SET EXERCISE A:
For each statement below, decide whether the Una Corda text supports it. Answer yes or no and quote the words from the text that settle it. (i) The Una Corda piano has three strings per note. (ii) The original instrument was recorded in Saal 3 at the Funkhaus in Berlin. (iii) The cotton version has a softer attack than the others.
SET EXERCISE B:
Copy out the Una Corda text word for word between "More Than Meets" and "and convolution reverbs.", inclusive.

PASSAGE:

--------------------

Piano instruments are like drum samples for the modern producer; you’ll likely have more than you need of various styles, sizes and quality that you’ve collected over the years.

Una Corda from Native Instruments is a little different, though, and offers up a deeply sampled version of a unique piano, hand-built by David Klavins in collaboration with composer Nils Frahm. It only has one string per note, which gives a much purer sound than the usual three strings found on your average piano, and allows the user to easily slot in different prepared materials to dampen and affect the way the hammers hit the strings.

Be Prepared
The technical side of this massive 10GB Kontakt Instrument has been put together by Uli Baronowsky and Galaxy Instruments, who are also responsible for The Giant, and Definitive Piano Collection for Kontakt. The one-of-a-kind original instrument was recorded using an array of mics and kit in Saal 3 at the Funkhaus in Berlin, a famous old broadcast studio in East Germany.

You get three different Kontakt patches with the pure piano sound, a prepared piano with felt between the hammer and string, and one with cotton, plus 100 incredibly varied snapshot presets saved across all three versions.

Essentially, the pure sound is closest to a normal piano, with a more resonant and clean tone; the felt has a more gentle, electric piano-esque sound with softer attack; and the cotton is more percussive, with hints of harpsichord. Where things get really interesting is in the huge tweakability afforded by the Kontakt GUI. There’s a basic front page with tone, dynamics and space, and three more for deeper sound design.





More Than Meets the Eye
The first page is the Workbench, which allows you to sculpt the primary characteristics of the instrument. Here you can add harmonics, reverse samples, control the tonal depth, and add a second fabric to the prepared piano sound. You can also choose from a long list of ambient background noise, dial in mechanical and pedal noise, and even add in the sounds of the pianist moving and breathing. These interesting textures can even be brought to the forefront by removing the main piano sound.

Next, you have the Response section where you can control how the instrument responds with controls for dynamics and overtones, and finally, you have the Finish section. It’s here that the sound-design opportunities really open up, as you can choose from a large number of vintage-effects-chain and convolution reverbs.

--------------------

SOURCE EXCERPT:
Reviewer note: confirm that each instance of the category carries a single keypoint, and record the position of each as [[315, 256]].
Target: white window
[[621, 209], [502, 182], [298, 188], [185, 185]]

--------------------

EXERCISE OUTPUT A:
(i) No: "It only has one string per note"
(ii) Yes: "recorded using an array of mics and kit in Saal 3 at the Funkhaus in Berlin"
(iii) No: "the cotton is more percussive, with hints of harpsichord"

EXERCISE OUTPUT B:
More Than Meets the Eye
The first page is the Workbench, which allows you to sculpt the primary characteristics of the instrument. Here you can add harmonics, reverse samples, control the tonal depth, and add a second fabric to the prepared piano sound. You can also choose from a long list of ambient background noise, dial in mechanical and pedal noise, and even add in the sounds of the pianist moving and breathing. These interesting textures can even be brought to the forefront by removing the main piano sound.

Next, you have the Response section where you can control how the instrument responds with controls for dynamics and overtones, and finally, you have the Finish section. It’s here that the sound-design opportunities really open up, as you can choose from a large number of vintage-effects-chain and convolution reverbs.